EXERCISE PROMPT: A single number is needed: how many lines of the data below contain "tight".

──────────────────────────────

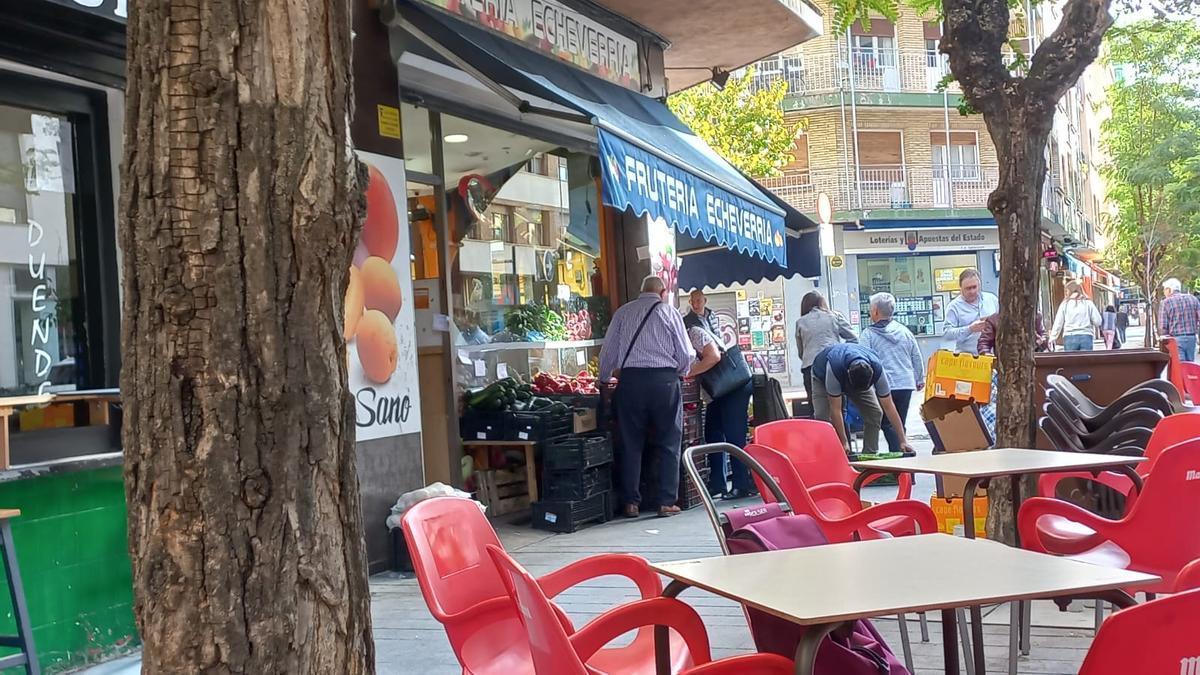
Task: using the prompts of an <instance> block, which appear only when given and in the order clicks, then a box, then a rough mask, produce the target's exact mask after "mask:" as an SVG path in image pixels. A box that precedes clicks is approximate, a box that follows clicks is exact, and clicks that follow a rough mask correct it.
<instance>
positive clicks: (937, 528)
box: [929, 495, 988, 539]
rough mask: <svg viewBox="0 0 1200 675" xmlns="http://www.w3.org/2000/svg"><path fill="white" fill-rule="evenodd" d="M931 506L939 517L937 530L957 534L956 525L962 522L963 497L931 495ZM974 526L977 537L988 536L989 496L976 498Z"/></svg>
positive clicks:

──────────────────────────────

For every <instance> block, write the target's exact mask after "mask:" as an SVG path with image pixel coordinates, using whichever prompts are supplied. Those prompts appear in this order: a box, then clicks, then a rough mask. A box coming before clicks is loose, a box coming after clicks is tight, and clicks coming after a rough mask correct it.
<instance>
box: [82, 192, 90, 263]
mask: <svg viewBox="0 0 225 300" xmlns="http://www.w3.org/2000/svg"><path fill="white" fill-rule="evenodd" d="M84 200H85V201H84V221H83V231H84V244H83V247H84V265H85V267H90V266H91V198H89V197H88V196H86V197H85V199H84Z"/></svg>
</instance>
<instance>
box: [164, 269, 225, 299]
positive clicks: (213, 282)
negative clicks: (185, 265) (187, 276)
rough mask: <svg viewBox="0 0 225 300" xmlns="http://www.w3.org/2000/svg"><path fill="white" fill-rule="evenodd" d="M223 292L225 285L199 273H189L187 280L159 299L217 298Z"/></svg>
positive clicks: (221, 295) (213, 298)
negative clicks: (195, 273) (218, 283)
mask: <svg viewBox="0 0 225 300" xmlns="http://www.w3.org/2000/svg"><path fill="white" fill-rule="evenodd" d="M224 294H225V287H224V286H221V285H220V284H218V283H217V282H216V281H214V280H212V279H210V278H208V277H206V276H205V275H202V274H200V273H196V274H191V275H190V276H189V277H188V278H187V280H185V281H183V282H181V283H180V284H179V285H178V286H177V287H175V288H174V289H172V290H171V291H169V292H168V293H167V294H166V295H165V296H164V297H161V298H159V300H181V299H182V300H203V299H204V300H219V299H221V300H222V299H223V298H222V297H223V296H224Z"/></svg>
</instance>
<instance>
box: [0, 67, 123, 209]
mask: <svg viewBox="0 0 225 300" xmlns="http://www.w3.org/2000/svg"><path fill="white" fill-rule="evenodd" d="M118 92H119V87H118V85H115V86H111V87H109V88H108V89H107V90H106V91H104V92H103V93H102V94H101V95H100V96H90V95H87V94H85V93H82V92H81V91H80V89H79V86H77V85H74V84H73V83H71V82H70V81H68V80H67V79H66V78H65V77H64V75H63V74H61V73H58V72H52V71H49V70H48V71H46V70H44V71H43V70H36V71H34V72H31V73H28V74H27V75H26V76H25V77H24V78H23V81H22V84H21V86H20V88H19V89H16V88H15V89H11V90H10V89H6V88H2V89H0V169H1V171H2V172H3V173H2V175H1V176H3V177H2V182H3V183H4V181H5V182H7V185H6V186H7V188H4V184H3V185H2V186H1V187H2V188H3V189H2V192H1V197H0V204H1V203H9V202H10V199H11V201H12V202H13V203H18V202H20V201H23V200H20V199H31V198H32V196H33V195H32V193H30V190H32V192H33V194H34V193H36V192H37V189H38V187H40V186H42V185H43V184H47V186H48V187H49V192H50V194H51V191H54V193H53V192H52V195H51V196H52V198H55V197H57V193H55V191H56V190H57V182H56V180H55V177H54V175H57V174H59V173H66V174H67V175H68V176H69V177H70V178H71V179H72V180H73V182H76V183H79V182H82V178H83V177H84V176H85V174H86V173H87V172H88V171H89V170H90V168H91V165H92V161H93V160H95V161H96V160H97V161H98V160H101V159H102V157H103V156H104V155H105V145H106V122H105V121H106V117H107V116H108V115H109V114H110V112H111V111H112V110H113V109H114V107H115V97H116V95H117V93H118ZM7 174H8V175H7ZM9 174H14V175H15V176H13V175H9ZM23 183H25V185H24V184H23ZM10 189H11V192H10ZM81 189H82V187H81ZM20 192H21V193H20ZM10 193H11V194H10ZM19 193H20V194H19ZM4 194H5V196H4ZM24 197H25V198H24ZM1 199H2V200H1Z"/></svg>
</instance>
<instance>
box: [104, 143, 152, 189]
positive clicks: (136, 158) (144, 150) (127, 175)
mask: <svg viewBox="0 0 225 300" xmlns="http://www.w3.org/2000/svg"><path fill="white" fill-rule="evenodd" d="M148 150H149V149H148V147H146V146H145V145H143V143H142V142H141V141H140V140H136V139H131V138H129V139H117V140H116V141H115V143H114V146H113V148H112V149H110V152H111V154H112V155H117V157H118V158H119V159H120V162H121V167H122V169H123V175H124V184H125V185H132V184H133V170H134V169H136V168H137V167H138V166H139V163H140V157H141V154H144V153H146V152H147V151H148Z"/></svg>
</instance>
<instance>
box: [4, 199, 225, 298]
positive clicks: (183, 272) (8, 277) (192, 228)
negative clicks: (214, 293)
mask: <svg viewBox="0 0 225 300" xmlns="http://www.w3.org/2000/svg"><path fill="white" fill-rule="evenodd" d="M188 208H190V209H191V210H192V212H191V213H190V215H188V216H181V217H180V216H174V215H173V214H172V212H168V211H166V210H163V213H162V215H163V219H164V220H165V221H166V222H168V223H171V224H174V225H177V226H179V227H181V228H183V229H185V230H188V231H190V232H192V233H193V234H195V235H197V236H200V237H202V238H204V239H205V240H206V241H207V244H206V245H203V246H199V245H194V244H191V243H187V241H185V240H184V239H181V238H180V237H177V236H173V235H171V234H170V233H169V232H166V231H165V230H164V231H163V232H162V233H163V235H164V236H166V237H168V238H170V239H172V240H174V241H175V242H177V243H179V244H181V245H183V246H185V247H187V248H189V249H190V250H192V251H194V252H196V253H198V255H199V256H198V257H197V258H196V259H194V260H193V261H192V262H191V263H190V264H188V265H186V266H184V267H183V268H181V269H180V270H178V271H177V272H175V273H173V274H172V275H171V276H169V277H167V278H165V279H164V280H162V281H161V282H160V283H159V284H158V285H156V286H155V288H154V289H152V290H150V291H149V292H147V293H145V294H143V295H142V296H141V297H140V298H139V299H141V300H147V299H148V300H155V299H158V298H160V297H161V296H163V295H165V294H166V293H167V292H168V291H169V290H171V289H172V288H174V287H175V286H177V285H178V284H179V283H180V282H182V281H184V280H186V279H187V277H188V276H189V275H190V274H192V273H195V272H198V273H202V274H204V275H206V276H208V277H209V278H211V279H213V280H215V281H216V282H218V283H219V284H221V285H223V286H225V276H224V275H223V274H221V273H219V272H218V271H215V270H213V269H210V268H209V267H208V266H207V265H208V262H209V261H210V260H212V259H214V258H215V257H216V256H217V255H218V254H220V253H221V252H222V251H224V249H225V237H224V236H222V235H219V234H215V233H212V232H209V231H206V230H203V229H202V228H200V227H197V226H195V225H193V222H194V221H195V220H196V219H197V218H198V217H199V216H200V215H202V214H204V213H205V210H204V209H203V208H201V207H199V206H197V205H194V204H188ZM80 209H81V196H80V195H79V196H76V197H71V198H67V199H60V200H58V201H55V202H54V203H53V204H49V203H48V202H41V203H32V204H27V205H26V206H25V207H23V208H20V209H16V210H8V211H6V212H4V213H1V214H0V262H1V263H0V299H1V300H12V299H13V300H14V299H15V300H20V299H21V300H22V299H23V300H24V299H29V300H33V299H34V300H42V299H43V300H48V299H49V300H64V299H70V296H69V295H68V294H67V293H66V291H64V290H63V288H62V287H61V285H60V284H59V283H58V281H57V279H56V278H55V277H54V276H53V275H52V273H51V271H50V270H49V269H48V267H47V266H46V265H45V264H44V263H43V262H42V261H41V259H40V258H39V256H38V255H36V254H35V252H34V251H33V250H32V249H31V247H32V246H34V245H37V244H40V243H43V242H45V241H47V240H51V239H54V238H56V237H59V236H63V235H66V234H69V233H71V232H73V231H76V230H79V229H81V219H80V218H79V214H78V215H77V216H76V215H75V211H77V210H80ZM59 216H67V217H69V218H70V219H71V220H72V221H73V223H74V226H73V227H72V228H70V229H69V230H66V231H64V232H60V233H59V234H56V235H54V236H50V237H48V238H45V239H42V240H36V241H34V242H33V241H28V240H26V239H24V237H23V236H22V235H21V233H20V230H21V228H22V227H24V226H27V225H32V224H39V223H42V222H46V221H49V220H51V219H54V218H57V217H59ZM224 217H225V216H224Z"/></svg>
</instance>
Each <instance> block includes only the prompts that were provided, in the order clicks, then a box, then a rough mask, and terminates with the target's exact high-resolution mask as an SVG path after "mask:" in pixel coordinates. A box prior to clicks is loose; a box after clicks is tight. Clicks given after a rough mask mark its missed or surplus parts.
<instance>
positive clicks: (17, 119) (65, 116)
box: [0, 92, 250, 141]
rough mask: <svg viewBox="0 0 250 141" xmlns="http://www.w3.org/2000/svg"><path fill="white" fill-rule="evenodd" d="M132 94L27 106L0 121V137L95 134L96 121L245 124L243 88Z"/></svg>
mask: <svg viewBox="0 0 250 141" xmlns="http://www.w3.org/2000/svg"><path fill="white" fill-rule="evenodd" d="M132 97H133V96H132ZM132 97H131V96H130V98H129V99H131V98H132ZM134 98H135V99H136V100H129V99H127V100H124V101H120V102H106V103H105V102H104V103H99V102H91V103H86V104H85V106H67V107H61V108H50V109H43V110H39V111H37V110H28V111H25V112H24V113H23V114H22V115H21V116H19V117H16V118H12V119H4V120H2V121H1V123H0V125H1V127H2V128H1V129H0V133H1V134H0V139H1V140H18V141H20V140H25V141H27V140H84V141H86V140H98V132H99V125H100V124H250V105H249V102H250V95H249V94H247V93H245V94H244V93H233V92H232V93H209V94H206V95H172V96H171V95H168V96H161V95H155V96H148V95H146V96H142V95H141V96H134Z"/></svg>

──────────────────────────────

TASK SOLUTION: 2